[Source data]
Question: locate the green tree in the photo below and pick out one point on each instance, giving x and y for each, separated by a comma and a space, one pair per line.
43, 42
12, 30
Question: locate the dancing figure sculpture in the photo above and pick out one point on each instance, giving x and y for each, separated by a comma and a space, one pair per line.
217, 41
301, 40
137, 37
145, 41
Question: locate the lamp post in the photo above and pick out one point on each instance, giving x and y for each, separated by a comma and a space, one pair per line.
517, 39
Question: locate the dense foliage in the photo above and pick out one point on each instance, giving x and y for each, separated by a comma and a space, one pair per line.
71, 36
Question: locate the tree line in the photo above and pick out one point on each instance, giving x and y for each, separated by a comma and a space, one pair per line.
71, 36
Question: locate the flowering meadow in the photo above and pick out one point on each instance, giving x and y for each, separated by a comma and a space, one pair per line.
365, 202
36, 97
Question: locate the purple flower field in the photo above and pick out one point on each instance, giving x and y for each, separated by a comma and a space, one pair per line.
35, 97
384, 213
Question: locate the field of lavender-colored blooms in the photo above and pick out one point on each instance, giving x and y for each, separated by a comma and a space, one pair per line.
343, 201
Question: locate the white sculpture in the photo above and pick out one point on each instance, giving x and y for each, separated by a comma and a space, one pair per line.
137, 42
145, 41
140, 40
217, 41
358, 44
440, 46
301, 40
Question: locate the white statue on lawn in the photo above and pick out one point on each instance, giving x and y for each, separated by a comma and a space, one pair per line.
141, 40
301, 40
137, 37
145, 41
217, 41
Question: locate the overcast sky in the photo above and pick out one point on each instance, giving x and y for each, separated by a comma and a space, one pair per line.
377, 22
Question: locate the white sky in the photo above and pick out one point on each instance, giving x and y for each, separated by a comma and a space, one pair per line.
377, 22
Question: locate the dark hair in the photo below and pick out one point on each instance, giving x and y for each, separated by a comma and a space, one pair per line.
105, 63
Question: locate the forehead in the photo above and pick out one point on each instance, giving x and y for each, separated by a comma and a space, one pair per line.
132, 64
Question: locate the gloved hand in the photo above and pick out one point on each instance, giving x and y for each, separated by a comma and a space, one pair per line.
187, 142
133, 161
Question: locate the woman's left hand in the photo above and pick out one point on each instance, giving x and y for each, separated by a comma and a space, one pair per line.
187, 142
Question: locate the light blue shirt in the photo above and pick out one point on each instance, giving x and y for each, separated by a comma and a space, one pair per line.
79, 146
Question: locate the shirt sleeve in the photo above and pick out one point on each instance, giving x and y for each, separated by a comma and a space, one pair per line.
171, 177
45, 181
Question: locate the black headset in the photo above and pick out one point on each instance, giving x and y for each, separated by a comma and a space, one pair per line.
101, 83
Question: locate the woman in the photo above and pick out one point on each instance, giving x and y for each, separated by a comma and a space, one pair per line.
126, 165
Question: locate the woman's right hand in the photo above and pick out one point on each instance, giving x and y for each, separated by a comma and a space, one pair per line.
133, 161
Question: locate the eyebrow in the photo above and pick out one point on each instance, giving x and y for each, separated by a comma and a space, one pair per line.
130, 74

--

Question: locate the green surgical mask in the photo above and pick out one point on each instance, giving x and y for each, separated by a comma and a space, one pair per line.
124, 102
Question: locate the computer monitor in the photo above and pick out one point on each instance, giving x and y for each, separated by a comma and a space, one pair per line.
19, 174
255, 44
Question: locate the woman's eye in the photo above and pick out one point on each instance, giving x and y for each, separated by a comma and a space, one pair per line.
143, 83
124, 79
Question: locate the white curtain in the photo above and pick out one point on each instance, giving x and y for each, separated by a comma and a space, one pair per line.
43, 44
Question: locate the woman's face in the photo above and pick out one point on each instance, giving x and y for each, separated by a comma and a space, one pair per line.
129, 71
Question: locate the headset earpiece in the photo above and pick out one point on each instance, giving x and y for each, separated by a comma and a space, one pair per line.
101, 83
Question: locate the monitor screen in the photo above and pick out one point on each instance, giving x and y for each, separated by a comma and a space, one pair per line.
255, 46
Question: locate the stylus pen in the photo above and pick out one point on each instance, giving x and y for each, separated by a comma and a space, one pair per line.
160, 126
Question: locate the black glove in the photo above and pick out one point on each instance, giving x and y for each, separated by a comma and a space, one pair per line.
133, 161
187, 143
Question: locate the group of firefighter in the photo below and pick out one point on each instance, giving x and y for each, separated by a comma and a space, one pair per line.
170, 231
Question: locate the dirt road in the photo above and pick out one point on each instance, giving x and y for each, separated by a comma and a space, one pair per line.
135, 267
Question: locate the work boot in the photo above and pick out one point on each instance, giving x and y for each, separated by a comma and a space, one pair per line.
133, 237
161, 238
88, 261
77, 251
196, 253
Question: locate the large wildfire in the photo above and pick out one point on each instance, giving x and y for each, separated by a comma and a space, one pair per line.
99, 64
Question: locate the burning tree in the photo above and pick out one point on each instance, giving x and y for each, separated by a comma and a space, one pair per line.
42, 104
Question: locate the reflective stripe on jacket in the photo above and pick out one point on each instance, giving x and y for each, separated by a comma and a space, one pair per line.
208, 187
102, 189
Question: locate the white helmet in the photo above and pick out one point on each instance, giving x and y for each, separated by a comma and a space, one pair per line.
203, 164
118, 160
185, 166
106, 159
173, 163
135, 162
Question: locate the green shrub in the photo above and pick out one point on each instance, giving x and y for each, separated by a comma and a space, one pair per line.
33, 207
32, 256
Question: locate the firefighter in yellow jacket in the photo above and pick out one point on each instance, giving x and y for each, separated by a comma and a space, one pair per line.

[TASK GOAL] All lines above from the line with "Question: locate the burning" through the line with "Question: locate the firefighter", both included, are to be set down exactly, with nothing else.

[SOLUTION FOR THIS TASK]
Question: locate the burning tree in the photo above and pick out one point on each instance, giving x and y for each, separated by a comma and a space, one pair per line.
42, 104
Question: locate the reflective stripe on jacket in the photo above and pick out one point on each instance, giving x and y for each, separated by a comma and a space, one pair per line.
208, 187
102, 189
Question: locate the white helmet in the photo above and pick out one point on each instance, giving x and y for each, separated by a comma and a space, one pair per line.
203, 164
118, 160
185, 166
106, 159
173, 163
135, 162
Question: locate the green shrub in the photo above and pick out one point on each instance, giving x and y for each, separated by a comma and a space, one pair per line.
33, 207
32, 256
Question: locate the firefighter in yellow jacket in the photo above and pick out one point on each instance, giving x and y for each, separated by a comma and a space, one pair per line.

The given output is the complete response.